Luscious lesbian in search of a lovely woman wanting to be cherished and
adored. We share being unabashed and unafraid of fun, frolic, adventure. I am
a professional 35 year old into spirituality, quiet reflection, sports.
Free spirited couple would like to meet affectionate, open-minded SWM for
friendship & frolicking. Endless possibilities. Please include photo and
phone.
Santoria priestess, favors red decor, currently at liberty but has references.
Seeks new relationship. Interests include poultry, photography, video,
Brazilian necromancy, fancy dress, decorating, candlemaking, and running on the
beach. Last relationship experienced religious conversion. Will re- locate.
No hangups.
Culturally, Santa Cruz seems (especially in off-season, when the hordes of
visitors don't obscure its true nature) to be exactly what you would expect if
you extrapolated liberally from the West Coast 60's. The people cover the
whole range from absolutely despicable social parasites to Highly Evolved
Beings, with every political, intellectual, and sexual variant not only
represented but vociferously defended by specialized media and political
factions. There's a predominantly leftist flavor that supports all sorts of
alternatives while unwittingly rendering certain classes of humor socially
suicidal, largely due to the massive influence of UCSC. And, given the
proximity of Silicon Valley, there are all sorts of brilliant techies,
startups, consulting firms, and refugees from over the hill who are busily
importing mega-traffic and various other population-related problems. I can't
blame them at all: I'm one of them.
The beaches are spectacular -- it's hard to imagine a more optimal setting for
a town. The sunsets along the cliffs bring even the most jaded locals to a
stumbling, gaping halt; while on balmy days (I seem to recall) the sands are
strewn with well-oiled Beauty. There are even a couple of nude beaches in
town, much safer and more convenient than the wild windswept ones up the coast
where cars are sometimes vandalized while their owners frolic carefree in the
surf.

Data items
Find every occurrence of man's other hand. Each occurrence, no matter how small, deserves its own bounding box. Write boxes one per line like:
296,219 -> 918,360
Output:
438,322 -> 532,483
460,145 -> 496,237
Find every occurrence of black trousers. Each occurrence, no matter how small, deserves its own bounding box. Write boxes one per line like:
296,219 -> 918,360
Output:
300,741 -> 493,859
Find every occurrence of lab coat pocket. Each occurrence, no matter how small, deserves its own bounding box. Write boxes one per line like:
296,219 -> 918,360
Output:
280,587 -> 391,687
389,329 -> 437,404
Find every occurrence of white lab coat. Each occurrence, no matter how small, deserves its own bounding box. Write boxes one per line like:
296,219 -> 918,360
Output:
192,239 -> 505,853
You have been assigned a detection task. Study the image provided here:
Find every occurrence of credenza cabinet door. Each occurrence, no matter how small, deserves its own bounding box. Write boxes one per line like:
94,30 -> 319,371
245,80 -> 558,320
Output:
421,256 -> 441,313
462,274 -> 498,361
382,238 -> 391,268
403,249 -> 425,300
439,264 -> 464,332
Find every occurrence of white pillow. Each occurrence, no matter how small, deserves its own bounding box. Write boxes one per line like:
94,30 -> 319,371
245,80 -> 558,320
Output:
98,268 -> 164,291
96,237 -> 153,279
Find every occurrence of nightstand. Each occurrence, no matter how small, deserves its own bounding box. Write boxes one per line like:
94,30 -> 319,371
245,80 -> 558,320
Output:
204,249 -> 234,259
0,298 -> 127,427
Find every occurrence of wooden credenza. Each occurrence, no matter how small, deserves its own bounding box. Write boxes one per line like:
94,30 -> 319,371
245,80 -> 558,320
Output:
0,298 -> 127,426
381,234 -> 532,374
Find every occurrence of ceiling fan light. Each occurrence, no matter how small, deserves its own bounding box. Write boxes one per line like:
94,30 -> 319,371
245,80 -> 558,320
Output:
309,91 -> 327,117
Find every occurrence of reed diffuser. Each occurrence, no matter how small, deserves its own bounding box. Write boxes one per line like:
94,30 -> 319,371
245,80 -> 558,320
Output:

TASK REQUIREMENTS
Translate this sentence from the Santa Cruz passage into Spanish: "The beaches are spectacular -- it's hard to imagine a more optimal setting for a town." The data items are not needed.

RESPONSE TO THIS EXERCISE
Las playas son espectaculares: es difícil imaginar un entorno más óptimo para una ciudad.